--- Extract ---
____

There are really two cardinals relevant to such embeddings: The large cardinal is the critical point of $j$, often denoted $\mathrm{crit}(j)$ or sometimes $\kappa_0$, and the other (not quite so large) cardinal is $\lambda$. In order to emphasize the two cardinals, the axiom is sometimes written as $E(\kappa,\lambda)$ (or $\text{I3}(\kappa,\lambda)$, etc.) as in [1]. The cardinal $\lambda$ is determined by defining the critical sequence of $j$. Set $\kappa_0 = \mathrm{crit}(j)$ and $\kappa_{n+1}=j(\kappa_n)$. Then $\lambda = \sup \langle \kappa_n : n <\omega\rangle$ and is the first fixed point of $j$ that occurs above $\kappa_0$. Note that, unlike many of the other large cardinals appearing in the literature, the ordinal $\lambda$ is not the target of the critical point; it is the $\omega^{th}$ $j$-iterate of the critical point.
As a result of the strong closure properties of rank into rank embeddings, their critical points are huge and in fact $n$-huge for every $n$. This aspect of the large cardinal property is often called $\omega$-hugeness and the term $\omega$-huge cardinal is sometimes used to refer to the critical point of some rank into rank embedding.
Contents
The $\text{I3}$ Axiom and Natural Strengthenings
The $\text{I3}$ axiom asserts, generally, that there is some embedding $j:V_\lambda\to V_\lambda$. $\text{I3}$ is also denoted as $\mathcal{E}(V_\lambda)\neq\emptyset$ where $\mathcal{E}(V_\lambda)$ is the set of all elementary embeddings from $V_\lambda$ to $V_\lambda$, or sometimes even $\text{I3}(\kappa,\lambda)$ when mention of the relevant cardinals is necessary. In its general form, the axiom asserts that the embedding preserves all first-order structure but fails to specify how much second-order structure is preserved by the embedding. The case that no second-order structure is preserved is also sometimes denoted by $\text{I3}$. In this specific case $\text{I3}$ denotes the weakest kind of rank into rank embedding and so the $\text{I3}$ notation for the axiom is somewhat ambiguous. To eliminate this ambiguity we say $j$ is $E_0(\lambda)$ when $j$ preserves only first-order structure.

____

--- Supplied material ---
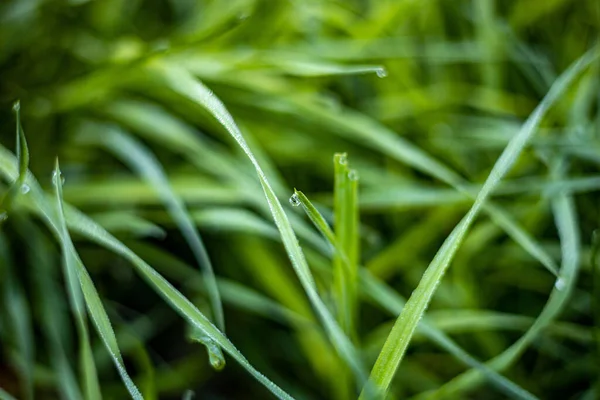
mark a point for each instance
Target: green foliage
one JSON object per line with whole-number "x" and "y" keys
{"x": 462, "y": 263}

____

--- Study questions ---
1/ Answer these questions about the passage on rank into rank embeddings:
(a) What term is sometimes used for the critical point of some rank into rank embedding?
(b) What does $\mathcal{E}(V_\lambda)$ denote?
(c) What is $j$ said to be when it preserves only first-order structure?
2/ Restate the passage on rank into rank embeddings between "As a result" and "into rank embedding.", inclusive, substituting "feature" for "aspect".
3/ Pick up the passage on rank into rank embeddings after its last sentence and continue it.
The data is not needed for any of this work.

--- Results of the tasks ---
1/
(a) An $\omega$-huge cardinal.
(b) The set of all elementary embeddings from $V_\lambda$ to $V_\lambda$.
(c) $E_0(\lambda)$.

2/
As a result of the strong closure properties of rank into rank embeddings, their critical points are huge and in fact $n$-huge for every $n$. This feature of the large cardinal property is often called $\omega$-hugeness and the term $\omega$-huge cardinal is sometimes used to refer to the critical point of some rank into rank embedding.

3/
The axiom can be strengthened and refined in a natural way by asserting that various degrees of second-order correctness are preserved by the embeddings. A rank into rank embedding $j$ is said to be $\Sigma^1_n$ or $\Sigma^1_n$ correct if, for every $\Sigma^1_n$ formula $\Phi$ and $A\subseteq V_\lambda$ the elementary schema holds for $j,\Phi$, and $A$: $$V_\lambda\models\Phi(A) \Leftrightarrow V_\lambda\models\Phi(j(A)).$$ The more specific axiom $E_n(\lambda)$ asserts that some $j\in\mathcal{E}(V_\lambda)$ is $\Sigma^1_{2n}$.
The “$2n$” subscript in the axiom $E_n(\lambda)$ is incorporated so that the axioms $E_m(\lambda)$ and $E_n(\lambda)$ where $m<n$ are strictly increasing in strength. This is somewhat subtle. For $n$ odd, $j$ is $\Sigma^1_n$ if and only if $j$ is $\Sigma^1_{n+1}$. However, for $n$ even, $j$ being $\Sigma^1_{n+1}$ is significantly stronger than a $j$ being $\Sigma^1_n$[2].
The $\mathrm{I3}$ axiom implies the wholeness axiom. Axioms $\mathrm{I}_4^n$ for natural numbers $n$ are an attempt to measure the gap between $\mathrm{I}_3$ and $\mathrm{WA}$.[3]
The $\text{I2}$ Axiom
Any $j:V_\lambda\to V_\lambda$ can be extended to a $j^+:V_{\lambda+1}\to V_{\lambda+1}$ but in only one way: Define for each $A\subseteq V_\lambda$ $$j^+(A)=\bigcup_{\alpha < \lambda}(j(V_\alpha\cap A)).$$ $j^+$ is not necessarily elementary. The $\text{I2}$ axiom asserts the existence of some elementary embedding $j:V\to M$ with $V_\lambda\subseteq M$ where $\lambda$ is defined as the $\omega^{th}$ $j$-iterate of the critical point. Although this axiom asserts the existence of a class embedding with a very strong closure property, it is in fact equivalent to an embedding $j:V_\lambda\to V_\lambda$ with $j^+$ preserving well-founded relations on $V_\lambda$. So this axioms preserves some second-order structure of $V_\lambda$ and is in fact equivalent to $E_1(\lambda)$ in the hierarchy defined above. A specific property of $\text{I2}$ embeddings is that they are iterable (i.e. the direct limit of directed system of embeddings is well-founded). In the literature, $IE(\lambda)$ asserts that $j:V_\lambda\to V_\lambda$ is iterable and $IE(\lambda)$ falls strictly between $E_0(\lambda)$ and $E_1(\lambda)$.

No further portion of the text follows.